▸ **What is being asked**:
Restate all the data word for word and omit the pictures.
-- Dataset records follows --
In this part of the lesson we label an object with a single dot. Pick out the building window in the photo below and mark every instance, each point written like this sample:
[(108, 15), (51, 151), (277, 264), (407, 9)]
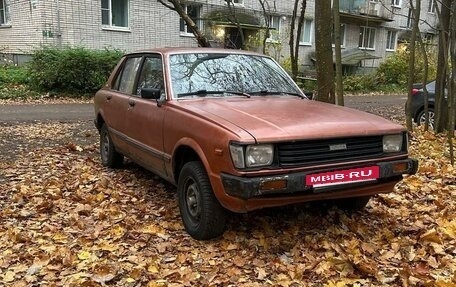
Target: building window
[(274, 29), (236, 2), (431, 7), (3, 13), (410, 18), (114, 13), (396, 3), (367, 38), (391, 37), (194, 12), (306, 34), (342, 35), (428, 38)]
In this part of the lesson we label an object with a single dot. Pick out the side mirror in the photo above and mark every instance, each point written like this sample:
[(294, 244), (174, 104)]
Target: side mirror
[(150, 93), (309, 94)]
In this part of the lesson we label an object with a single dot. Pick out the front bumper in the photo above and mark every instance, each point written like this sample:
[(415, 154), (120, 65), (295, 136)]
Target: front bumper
[(294, 183)]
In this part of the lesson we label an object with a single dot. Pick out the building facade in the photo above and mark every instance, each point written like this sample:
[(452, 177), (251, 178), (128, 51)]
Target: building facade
[(371, 29)]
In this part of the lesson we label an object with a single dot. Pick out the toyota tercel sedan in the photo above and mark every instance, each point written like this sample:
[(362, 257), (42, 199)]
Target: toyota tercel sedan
[(234, 133)]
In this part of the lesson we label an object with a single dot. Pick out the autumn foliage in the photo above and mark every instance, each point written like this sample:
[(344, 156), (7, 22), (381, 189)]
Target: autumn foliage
[(67, 221)]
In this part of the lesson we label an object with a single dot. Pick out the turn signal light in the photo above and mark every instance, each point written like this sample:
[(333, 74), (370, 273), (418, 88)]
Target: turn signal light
[(278, 184), (400, 167)]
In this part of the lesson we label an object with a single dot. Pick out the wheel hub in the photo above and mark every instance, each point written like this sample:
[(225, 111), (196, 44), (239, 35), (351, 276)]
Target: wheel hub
[(192, 200)]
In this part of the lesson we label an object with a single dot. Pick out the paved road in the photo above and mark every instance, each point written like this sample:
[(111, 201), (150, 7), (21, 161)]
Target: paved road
[(45, 112), (76, 112)]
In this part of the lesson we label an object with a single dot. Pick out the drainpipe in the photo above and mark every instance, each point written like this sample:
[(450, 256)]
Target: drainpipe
[(59, 30)]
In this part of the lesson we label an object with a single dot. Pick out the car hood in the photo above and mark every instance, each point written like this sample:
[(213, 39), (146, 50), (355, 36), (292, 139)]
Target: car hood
[(289, 118)]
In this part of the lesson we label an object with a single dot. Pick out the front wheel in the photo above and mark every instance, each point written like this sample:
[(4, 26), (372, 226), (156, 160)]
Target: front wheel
[(109, 156), (202, 215)]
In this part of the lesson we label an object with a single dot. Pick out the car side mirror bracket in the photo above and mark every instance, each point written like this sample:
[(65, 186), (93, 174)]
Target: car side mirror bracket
[(150, 93)]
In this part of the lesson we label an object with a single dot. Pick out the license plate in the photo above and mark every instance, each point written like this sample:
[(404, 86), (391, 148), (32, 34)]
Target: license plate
[(343, 176)]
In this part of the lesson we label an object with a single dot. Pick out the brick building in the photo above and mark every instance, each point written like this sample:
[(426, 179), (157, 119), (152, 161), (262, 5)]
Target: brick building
[(370, 29)]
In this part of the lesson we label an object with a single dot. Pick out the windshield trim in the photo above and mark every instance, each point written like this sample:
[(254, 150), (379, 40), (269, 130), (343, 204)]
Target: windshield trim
[(283, 74)]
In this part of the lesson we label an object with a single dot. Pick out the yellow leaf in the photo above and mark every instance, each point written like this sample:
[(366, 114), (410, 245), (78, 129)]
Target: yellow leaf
[(117, 231), (441, 283), (431, 236), (152, 269), (84, 255), (9, 276)]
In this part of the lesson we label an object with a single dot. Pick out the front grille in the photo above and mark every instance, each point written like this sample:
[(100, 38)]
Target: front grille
[(313, 152)]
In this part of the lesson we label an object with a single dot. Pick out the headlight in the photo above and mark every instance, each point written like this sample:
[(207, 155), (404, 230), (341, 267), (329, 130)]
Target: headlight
[(237, 155), (259, 155), (252, 155), (392, 143)]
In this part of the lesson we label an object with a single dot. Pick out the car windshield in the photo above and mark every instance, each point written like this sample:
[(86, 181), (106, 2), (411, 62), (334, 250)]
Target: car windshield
[(220, 75)]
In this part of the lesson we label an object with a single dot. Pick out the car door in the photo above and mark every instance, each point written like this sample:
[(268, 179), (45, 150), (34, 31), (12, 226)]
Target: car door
[(145, 116), (116, 105)]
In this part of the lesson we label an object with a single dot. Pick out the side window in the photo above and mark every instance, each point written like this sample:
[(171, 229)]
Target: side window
[(151, 74), (127, 78)]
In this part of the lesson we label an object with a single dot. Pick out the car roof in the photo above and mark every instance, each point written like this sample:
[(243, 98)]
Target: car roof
[(187, 50)]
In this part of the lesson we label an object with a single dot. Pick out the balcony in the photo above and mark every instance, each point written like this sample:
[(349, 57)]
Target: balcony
[(365, 12)]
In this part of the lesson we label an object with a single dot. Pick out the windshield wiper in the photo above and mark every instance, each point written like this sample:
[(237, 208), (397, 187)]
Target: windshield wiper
[(265, 92), (202, 93)]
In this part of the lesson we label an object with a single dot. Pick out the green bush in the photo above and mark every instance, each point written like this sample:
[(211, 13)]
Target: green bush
[(13, 75), (71, 69)]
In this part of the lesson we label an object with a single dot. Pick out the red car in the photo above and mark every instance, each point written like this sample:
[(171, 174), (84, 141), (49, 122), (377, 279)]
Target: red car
[(234, 133)]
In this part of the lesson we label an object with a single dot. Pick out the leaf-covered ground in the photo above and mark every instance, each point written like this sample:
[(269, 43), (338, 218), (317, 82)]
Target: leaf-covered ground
[(67, 221)]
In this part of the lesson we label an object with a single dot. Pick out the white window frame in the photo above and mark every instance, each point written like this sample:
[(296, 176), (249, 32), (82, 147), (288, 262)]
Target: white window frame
[(394, 41), (235, 2), (110, 25), (431, 6), (342, 39), (4, 12), (396, 3), (428, 38), (363, 35), (305, 43), (274, 34), (187, 32)]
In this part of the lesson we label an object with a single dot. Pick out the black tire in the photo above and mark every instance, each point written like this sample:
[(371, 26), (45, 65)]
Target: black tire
[(421, 118), (109, 156), (202, 215), (353, 203)]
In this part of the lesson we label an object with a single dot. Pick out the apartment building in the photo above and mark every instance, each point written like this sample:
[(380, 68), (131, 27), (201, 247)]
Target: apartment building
[(371, 29)]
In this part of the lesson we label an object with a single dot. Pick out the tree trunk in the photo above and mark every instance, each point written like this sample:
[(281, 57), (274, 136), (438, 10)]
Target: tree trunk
[(176, 6), (452, 88), (425, 79), (298, 35), (408, 110), (293, 38), (338, 55), (267, 21), (234, 20), (323, 55), (442, 60)]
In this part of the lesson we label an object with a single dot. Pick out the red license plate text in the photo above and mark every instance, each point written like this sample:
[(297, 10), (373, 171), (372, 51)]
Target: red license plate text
[(343, 176)]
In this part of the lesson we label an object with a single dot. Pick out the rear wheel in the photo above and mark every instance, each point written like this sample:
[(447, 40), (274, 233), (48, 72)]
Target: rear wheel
[(202, 215), (109, 156), (353, 203), (421, 118)]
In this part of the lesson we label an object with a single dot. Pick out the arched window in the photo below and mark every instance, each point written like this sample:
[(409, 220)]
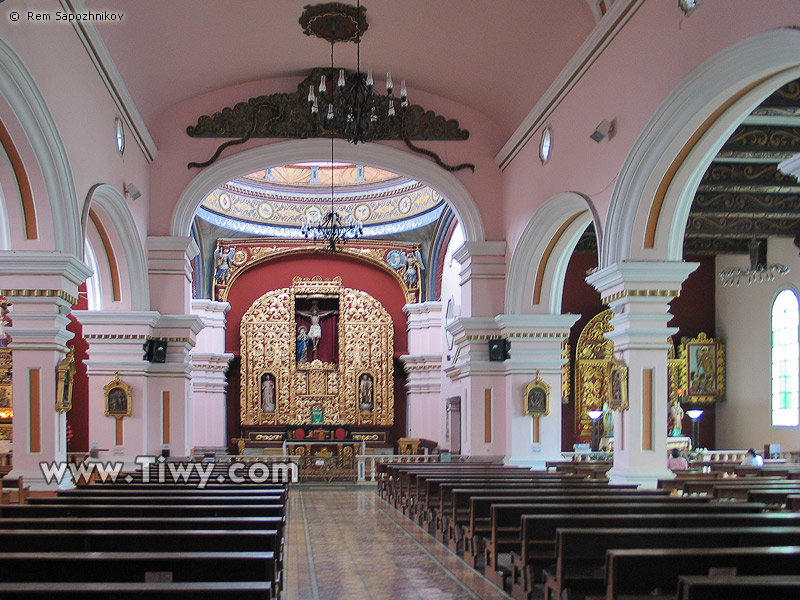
-- Dataset records concluded --
▸ **Expected output**:
In this part of the lesson we label an object with a single dot. Pick out the building window in the photo below and mark every instance, each point written like this sample:
[(108, 15), (51, 151), (277, 264), (407, 9)]
Target: building window
[(274, 29), (236, 2), (431, 7), (3, 13), (410, 18), (114, 13), (396, 3), (367, 38), (391, 37), (194, 12), (306, 34), (342, 35), (428, 38)]
In this part of the lesson we label an object with a single dot. Pick out the side mirror in the photo above and mark every instance, each point written like this sample:
[(294, 244), (174, 104)]
Target: side mirror
[(150, 93), (309, 94)]
In this part of the lesson we label an object with a single dot. Pick out the front bumper in the photo above and mark every instance, each point written like this sample:
[(415, 154), (120, 65), (295, 136)]
Target: front bumper
[(294, 183)]
In this part of the lesson we label an object with a single dot. Pick out the building facade in the photo above and mark every instance, each point written like this sample:
[(452, 177), (251, 178), (128, 51)]
Target: building facade
[(371, 29)]
In this part of the lesson we label an object with a single dot. Pick out the toyota tercel sedan in the photo above and mark every instance, each point written like this sample:
[(362, 257), (42, 199)]
Target: toyota tercel sedan
[(234, 133)]
In this part of the lesson we label an object with a single dot. Pick out the autumn foliage in the photo above and mark every instance, each point written like this sample:
[(344, 156), (7, 22), (381, 189)]
Target: autumn foliage
[(67, 221)]
In this part of the lesson we label an object with a single dot. Pick out the turn signal light in the photo above and mark every instance, each point written like this sample:
[(333, 74), (370, 273), (418, 88)]
Target: turn signal light
[(278, 184), (400, 167)]
In this part of the lesson we label an object with a single dot. Pick out the wheel hub in the photo above and mark every instance, each point written like this sample:
[(225, 111), (196, 44), (239, 35), (351, 276)]
Target: wheel hub
[(192, 200)]
In this part of the lesson we label an object with a single dot. Pick out the paved road in the photo above and mark every instance, each point written like this sample:
[(111, 201), (150, 7), (21, 161)]
Target: paved road
[(45, 112), (76, 112)]
In this part of the lesson we label an object with a single dot. Pick out the drainpipe in the photo above and mark every instance, each point written like this sample:
[(450, 256)]
Target: drainpipe
[(59, 30)]
In this part of the lesson we label an object with a single dot. Pick out the car hood in the photo above and mark every instance, each point written like this sample:
[(213, 39), (146, 50), (355, 36), (292, 139)]
Target: car hood
[(289, 118)]
In this part of the lesson we label an object with a single dot. Pick out the front wheel in the photo above and mark every instance, each point written like this sample:
[(4, 26), (372, 226), (156, 160)]
Target: front wheel
[(109, 156), (202, 215)]
In this part of the lesson we label an object with a single dot. Pick out the car side mirror bracket in the photo above and mark every instance, each point written like this sample:
[(65, 186), (93, 174)]
Target: car side mirror bracket
[(150, 93)]
In this part of the lesson we label an object with a single dot. Pick out the license plate in the photo above and mark every instance, each point written like this sample:
[(404, 86), (391, 148), (32, 34)]
Target: license plate
[(343, 176)]
In this part of the lesson we label an object with a single dot. Pick out the brick building in the photo above and mark every instance, each point written like this sample:
[(426, 179), (157, 119), (152, 161), (262, 5)]
Target: brick building
[(370, 29)]
In this part of the lesson we label an object with a single dot. Pick out the windshield trim in the photo above and mark every instance, each point written like this sample:
[(254, 150), (379, 40), (269, 130), (343, 204)]
Target: windshield trim
[(283, 74)]
In this part of the lesson we label an object with a single dot. Pick out the yellow leaf in the photo above and mark every instance, each point written like this sample:
[(366, 114), (410, 245), (78, 129)]
Target: yellow leaf
[(117, 231), (441, 283), (431, 236), (152, 269), (84, 255), (9, 276)]
In this part of the lesson we label an object with a single dot. Pick out the front grille in the photo above and mark every instance, each point written like this sample:
[(100, 38)]
Target: front grille
[(313, 152)]
In this part of the lesson we label an object with a single dot. Pick out the headlight in the photo above and mark every instance, each point written like this sample:
[(207, 155), (404, 230), (341, 267), (329, 130)]
Target: headlight
[(237, 155), (259, 155), (252, 155), (392, 143)]
In this part of the lesson we label an object with a single dot. Pick out the car windshield in the photo above and mark every instance, each point written like this sample:
[(86, 181), (106, 2), (411, 62), (334, 250)]
Target: car windshield
[(220, 75)]
In this part of the lesson we label an object with a single dot. Pick out the car door in the photo above and mark every instance, each point written like this sample:
[(268, 179), (45, 150), (34, 31), (12, 226)]
Target: car door
[(145, 116), (116, 105)]
In this part of the lesson we label an object with a single dot. Pick out the side window in the photo above and mark every instance, each point written like this sample:
[(171, 229)]
Target: side window
[(151, 74), (127, 78)]
In this part of the lesson we label an object with a single dot. Pick out the car roof in the photo above and mark every instance, each point written like this sample:
[(243, 98)]
Target: car roof
[(187, 50)]
In this part of the lesson we label an object with a single dot. Pick out the balcony in the photo above and mark every instance, each point written like this sample:
[(349, 57)]
Target: balcony
[(365, 12)]
In this part of the lesson we label an object with a single dot. Pick out the windshield wiper in the photo above and mark every instance, each point written like this sample:
[(237, 208), (397, 187)]
Target: windshield wiper
[(265, 92), (202, 93)]
In this part of the lesson we label an object with a single dot. Pick out the green bush in the photo above and mark every instance, each point written like this sample:
[(211, 13)]
Target: green bush
[(13, 75), (71, 69)]
In this part of the lesson we label an object with a single dot. Pick out the red car in the photo above and mark every instance, each point written like this sample:
[(171, 174), (84, 141), (49, 122), (377, 279)]
Target: red car
[(234, 133)]
In this part of the lesson we label an object with a single dot. Pick out the leaf-covered ground in the photo above and mark every instance, each point written like this sample:
[(269, 43), (338, 218), (317, 82)]
Target: leaf-covered ground
[(67, 221)]
In this part of the lesson we label an object with a single dot. Pick out the white window frame in the photo above and mark every instance, each point written like this sample:
[(296, 176), (249, 32), (82, 147), (288, 262)]
Target: white window frame
[(394, 41), (235, 2), (110, 25), (431, 6), (342, 39), (4, 12), (396, 3), (428, 38), (363, 35), (305, 43), (274, 34), (187, 32)]
In this part of the lesson we label an object with a single dot. Pick out the black tire in the photo above and mark every instance, each point written like this sample:
[(371, 26), (45, 65)]
Target: black tire
[(421, 118), (109, 156), (202, 215), (353, 203)]
In this part of the lesson we label an object with a single dot. Pick out the apartment building in the photo above and mark every instance, each point written like this sample:
[(380, 68), (131, 27), (201, 247)]
Target: apartment building
[(371, 29)]
In this part of the lesson we label an object with a single dot. Pick out the tree trunk in the photo above and mark every instance, each point written like this sample:
[(281, 57), (274, 136), (438, 10)]
Target: tree trunk
[(176, 6), (452, 88), (425, 79), (298, 35), (408, 110), (293, 38), (338, 55), (267, 21), (234, 20), (323, 55), (442, 60)]
In this part of the lesson we label an object with a single dot. Pick out the red license plate text in the photo above and mark every instance, each point written like this sample:
[(297, 10), (373, 171), (372, 51)]
Target: red license plate text
[(343, 176)]
In this part of the lesson we label an object with a single dot. Pick out the rear wheel in the photo above and mark every instance, each point written like this sample:
[(447, 40), (274, 233), (48, 72)]
Target: rear wheel
[(202, 215), (109, 156), (353, 203), (421, 118)]
In this part of the lesson we label an object with a single dot. Pick out the arched window in the photo below and mark every instance, each point written like this sample:
[(409, 220)]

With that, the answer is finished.